*** The data
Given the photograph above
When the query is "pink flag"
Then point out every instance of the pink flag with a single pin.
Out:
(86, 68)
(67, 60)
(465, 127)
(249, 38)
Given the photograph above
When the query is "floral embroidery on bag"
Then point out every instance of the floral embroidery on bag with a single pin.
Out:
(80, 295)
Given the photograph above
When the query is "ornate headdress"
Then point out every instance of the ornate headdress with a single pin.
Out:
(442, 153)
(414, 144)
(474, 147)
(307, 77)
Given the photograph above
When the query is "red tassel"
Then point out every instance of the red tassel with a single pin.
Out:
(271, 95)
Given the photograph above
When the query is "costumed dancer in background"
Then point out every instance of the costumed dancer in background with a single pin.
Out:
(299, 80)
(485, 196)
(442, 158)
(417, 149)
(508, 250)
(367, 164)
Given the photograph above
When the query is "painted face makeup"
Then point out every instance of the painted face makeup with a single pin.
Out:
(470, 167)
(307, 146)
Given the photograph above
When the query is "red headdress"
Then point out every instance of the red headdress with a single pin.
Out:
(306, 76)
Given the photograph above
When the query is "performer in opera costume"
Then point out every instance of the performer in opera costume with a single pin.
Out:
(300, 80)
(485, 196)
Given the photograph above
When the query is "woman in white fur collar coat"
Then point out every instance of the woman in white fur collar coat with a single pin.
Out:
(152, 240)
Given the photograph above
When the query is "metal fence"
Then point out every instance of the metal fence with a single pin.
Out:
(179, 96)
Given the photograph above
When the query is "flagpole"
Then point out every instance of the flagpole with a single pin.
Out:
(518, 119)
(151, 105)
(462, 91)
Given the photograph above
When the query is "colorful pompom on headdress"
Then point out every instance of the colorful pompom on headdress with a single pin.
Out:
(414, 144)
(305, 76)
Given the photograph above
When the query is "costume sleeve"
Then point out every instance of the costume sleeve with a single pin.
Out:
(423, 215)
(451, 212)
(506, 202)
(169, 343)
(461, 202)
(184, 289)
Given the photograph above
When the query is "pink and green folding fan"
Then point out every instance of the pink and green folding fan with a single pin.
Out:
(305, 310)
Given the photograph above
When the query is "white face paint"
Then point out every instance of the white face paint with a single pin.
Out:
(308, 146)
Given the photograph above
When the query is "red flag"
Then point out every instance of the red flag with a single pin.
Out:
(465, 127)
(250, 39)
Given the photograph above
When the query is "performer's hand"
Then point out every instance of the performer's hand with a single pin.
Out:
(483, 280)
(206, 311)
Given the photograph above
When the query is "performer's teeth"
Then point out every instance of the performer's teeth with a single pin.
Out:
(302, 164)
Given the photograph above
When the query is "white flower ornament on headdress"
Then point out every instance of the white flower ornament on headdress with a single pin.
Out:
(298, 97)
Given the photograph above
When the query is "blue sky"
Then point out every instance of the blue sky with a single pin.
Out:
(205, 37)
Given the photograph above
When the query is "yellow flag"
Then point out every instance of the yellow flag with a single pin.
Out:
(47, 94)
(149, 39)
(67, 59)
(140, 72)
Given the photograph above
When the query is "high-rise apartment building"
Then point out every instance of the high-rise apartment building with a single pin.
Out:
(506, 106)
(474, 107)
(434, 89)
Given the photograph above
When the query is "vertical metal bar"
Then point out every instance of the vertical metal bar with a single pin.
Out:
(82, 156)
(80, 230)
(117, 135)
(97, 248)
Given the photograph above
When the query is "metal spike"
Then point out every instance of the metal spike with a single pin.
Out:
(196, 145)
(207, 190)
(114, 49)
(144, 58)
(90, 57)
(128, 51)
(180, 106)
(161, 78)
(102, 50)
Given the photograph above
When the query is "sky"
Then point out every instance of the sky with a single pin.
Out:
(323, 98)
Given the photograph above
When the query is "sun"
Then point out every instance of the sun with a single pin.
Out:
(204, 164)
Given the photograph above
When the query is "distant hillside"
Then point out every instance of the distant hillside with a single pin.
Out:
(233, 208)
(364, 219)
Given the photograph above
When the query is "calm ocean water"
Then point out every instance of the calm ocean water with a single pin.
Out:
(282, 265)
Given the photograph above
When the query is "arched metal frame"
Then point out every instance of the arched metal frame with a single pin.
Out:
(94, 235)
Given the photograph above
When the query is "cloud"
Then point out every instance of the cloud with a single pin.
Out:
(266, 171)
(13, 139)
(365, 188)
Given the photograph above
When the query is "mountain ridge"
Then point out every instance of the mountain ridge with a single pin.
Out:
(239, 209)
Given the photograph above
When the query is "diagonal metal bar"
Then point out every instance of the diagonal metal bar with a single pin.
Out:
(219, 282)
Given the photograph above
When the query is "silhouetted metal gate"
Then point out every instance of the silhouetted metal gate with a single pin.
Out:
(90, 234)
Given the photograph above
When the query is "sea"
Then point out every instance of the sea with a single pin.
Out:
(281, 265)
******
*** The data
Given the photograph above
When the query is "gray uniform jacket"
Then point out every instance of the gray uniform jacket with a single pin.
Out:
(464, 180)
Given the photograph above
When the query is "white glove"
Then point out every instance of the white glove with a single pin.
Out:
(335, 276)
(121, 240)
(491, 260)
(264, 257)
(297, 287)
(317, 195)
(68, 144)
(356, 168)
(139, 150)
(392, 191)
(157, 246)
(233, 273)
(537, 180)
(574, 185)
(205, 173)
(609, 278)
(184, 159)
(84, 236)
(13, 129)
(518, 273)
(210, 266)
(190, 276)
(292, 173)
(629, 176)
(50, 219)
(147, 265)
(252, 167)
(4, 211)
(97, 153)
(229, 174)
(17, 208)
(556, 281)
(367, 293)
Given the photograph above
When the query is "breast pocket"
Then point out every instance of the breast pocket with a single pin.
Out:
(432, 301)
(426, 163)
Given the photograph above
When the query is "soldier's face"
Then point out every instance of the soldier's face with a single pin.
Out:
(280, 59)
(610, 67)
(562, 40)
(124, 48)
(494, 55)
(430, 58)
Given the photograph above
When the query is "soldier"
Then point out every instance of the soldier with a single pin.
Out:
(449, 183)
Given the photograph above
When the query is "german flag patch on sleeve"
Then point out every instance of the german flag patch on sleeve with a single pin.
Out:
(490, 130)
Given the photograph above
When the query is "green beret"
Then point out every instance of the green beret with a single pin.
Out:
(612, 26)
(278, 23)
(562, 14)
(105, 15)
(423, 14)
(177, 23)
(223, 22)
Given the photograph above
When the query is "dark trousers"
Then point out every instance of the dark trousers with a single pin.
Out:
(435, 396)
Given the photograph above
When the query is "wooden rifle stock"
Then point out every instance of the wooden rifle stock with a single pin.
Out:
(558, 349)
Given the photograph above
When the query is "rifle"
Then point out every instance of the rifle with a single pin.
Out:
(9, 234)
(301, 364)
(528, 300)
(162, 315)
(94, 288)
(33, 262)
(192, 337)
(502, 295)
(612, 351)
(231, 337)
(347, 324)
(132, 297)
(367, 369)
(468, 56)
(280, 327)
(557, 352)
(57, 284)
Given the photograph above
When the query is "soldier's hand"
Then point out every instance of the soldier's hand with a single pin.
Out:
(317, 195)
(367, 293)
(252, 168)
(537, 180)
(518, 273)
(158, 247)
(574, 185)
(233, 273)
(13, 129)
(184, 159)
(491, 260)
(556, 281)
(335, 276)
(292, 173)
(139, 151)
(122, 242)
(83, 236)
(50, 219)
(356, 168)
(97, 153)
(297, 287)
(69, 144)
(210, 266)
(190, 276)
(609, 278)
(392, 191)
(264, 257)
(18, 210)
******
Count the lines in the rows above that contain the string "cloud", matching case exactly, and give only the number.

2